***** Raw data
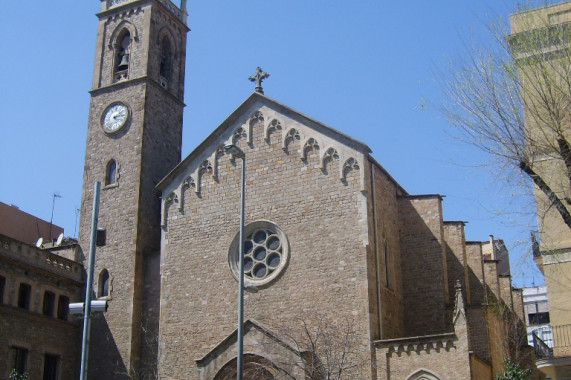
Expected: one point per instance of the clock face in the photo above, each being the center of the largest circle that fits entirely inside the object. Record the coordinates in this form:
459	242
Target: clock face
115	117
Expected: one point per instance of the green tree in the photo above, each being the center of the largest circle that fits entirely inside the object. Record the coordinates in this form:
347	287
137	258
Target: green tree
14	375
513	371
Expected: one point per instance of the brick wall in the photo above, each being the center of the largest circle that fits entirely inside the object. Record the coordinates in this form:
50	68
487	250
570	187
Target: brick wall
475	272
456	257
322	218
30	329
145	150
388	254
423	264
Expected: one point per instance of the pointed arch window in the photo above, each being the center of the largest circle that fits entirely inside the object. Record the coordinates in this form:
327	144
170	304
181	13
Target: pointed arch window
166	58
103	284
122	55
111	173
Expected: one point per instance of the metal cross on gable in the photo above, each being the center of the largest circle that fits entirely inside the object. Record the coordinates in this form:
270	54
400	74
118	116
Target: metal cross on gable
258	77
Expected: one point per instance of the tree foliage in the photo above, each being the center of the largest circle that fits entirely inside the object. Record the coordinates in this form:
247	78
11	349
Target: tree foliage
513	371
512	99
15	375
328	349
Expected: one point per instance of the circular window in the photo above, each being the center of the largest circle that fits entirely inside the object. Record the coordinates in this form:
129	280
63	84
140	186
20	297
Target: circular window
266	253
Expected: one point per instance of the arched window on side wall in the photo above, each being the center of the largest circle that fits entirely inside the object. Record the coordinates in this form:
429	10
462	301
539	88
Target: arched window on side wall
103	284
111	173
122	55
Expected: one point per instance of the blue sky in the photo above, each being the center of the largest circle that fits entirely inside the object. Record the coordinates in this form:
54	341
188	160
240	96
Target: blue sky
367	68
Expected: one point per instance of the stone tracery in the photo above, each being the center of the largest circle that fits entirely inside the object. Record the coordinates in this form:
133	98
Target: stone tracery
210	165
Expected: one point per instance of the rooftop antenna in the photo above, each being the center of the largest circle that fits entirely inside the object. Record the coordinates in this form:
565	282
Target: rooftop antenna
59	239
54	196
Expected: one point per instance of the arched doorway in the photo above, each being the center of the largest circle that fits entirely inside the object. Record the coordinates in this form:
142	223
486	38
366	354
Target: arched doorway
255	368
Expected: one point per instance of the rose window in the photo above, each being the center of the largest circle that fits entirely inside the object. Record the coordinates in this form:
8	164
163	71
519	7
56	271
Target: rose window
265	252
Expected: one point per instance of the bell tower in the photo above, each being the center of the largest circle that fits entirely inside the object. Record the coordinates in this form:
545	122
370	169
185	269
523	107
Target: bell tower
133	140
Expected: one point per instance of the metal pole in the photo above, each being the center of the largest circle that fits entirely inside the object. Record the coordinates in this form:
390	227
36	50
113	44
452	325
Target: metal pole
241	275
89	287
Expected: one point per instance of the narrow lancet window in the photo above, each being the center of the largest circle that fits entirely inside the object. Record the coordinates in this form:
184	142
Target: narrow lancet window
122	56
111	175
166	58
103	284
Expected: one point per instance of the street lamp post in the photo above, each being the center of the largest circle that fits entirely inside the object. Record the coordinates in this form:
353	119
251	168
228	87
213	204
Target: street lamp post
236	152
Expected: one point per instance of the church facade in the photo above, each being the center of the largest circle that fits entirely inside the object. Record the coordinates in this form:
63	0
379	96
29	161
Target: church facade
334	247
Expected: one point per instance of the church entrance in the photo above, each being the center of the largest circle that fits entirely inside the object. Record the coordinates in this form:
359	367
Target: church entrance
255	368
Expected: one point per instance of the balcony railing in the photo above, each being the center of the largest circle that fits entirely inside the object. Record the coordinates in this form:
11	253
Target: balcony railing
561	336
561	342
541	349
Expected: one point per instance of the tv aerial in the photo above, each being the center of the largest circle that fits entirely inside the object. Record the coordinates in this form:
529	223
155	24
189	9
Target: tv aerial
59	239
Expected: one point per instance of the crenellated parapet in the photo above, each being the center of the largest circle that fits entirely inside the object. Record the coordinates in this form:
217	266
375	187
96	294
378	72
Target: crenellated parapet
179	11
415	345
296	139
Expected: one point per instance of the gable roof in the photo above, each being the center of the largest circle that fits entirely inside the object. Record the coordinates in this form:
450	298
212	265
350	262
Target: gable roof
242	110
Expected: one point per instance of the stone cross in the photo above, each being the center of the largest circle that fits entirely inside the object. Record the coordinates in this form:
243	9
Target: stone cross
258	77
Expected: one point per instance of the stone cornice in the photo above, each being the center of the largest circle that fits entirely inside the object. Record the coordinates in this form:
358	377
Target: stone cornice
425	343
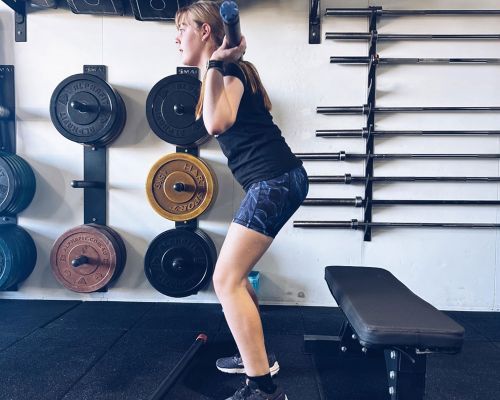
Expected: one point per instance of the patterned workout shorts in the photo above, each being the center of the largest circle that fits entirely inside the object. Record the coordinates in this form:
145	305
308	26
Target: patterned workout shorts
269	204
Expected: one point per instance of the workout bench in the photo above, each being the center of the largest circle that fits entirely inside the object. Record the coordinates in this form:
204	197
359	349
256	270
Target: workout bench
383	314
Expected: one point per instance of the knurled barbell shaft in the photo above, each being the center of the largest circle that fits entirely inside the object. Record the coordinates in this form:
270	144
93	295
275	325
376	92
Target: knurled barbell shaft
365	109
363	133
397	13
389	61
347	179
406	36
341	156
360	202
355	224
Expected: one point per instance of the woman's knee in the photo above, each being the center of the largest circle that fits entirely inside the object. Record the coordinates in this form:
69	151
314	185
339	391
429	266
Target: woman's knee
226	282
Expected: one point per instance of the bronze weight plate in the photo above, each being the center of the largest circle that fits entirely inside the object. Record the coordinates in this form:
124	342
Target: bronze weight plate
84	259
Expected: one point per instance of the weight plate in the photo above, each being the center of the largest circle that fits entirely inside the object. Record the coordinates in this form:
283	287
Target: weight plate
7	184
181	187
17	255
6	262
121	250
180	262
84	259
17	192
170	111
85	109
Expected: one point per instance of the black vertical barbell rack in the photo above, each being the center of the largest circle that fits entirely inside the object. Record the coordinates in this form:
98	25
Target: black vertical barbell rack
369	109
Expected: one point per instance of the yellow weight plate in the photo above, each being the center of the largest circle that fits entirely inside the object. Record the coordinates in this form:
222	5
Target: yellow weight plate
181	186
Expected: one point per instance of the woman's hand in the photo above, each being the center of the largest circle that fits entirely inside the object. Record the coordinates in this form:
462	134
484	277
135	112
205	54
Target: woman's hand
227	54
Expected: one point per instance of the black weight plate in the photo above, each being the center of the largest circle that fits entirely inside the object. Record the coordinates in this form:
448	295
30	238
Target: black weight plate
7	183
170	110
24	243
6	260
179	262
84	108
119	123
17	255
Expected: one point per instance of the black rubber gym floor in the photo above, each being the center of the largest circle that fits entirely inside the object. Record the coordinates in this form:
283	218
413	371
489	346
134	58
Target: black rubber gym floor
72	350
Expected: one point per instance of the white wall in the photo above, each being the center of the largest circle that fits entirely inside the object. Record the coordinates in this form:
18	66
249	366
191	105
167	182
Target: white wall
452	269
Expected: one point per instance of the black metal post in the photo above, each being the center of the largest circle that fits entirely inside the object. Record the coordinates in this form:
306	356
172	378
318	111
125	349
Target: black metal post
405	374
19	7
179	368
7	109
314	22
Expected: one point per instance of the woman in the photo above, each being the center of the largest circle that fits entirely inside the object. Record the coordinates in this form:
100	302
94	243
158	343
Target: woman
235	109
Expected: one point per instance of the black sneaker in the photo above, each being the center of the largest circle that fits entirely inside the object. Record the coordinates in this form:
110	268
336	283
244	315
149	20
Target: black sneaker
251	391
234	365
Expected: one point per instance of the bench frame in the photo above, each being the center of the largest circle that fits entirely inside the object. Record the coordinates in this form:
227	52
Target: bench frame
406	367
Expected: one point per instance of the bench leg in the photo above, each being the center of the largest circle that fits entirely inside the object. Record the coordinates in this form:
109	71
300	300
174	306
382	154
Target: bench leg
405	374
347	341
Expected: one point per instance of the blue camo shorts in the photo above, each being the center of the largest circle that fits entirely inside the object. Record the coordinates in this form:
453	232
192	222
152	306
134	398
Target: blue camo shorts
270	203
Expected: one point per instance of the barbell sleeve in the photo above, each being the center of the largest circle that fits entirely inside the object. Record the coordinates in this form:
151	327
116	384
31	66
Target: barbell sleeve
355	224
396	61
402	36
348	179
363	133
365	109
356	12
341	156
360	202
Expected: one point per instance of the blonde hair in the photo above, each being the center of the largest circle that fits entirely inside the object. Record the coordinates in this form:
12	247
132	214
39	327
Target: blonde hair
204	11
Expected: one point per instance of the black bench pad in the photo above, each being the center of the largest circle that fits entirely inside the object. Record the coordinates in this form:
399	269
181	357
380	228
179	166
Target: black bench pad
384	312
**********
***** Raw data
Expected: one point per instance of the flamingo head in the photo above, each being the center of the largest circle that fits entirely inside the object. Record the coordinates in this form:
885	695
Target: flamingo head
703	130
**********
***** Raw data
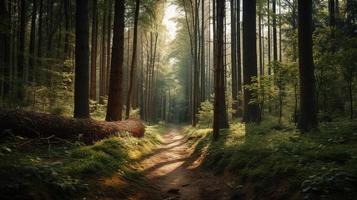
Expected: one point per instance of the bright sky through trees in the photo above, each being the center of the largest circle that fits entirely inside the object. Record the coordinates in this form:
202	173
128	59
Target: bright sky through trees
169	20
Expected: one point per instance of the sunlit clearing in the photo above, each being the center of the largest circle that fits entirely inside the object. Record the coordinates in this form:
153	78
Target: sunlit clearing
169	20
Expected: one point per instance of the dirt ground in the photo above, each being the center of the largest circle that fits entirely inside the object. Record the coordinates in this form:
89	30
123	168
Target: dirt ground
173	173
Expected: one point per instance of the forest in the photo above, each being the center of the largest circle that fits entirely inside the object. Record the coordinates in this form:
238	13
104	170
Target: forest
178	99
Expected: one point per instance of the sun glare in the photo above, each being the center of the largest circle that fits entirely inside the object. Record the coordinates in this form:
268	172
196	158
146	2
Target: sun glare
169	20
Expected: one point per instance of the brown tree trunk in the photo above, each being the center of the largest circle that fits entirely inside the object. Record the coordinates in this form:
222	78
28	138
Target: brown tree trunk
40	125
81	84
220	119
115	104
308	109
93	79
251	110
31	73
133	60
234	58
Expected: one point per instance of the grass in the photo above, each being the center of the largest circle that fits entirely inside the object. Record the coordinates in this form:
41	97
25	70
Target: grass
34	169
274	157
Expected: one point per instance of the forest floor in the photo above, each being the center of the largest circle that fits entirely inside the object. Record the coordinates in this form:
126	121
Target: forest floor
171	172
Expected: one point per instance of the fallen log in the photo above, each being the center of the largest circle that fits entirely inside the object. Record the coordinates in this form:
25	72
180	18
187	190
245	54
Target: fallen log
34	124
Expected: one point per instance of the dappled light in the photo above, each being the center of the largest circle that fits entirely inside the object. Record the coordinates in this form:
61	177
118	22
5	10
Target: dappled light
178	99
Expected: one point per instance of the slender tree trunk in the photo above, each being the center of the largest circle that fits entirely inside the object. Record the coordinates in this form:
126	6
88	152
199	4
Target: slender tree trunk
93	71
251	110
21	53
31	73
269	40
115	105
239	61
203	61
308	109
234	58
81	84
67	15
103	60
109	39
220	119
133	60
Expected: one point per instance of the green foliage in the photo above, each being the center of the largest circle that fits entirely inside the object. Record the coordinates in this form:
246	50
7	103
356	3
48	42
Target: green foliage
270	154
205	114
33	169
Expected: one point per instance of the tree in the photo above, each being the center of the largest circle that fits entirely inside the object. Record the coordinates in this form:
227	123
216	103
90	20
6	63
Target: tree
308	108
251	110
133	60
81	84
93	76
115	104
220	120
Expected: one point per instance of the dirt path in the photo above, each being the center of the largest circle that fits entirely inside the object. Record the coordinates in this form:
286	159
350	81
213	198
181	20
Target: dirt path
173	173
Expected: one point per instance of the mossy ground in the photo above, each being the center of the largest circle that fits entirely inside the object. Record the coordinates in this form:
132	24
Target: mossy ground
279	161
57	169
**********
[Exercise aim] Pick out every line in the three blocks of records above that contains the string "brick" and copy each one.

[Written solution]
Expected: one point per instance of the brick wall in the photo above, each being the center of the largest circle that fits entirely inside the object. Record the coordinates in this form:
Target: brick wall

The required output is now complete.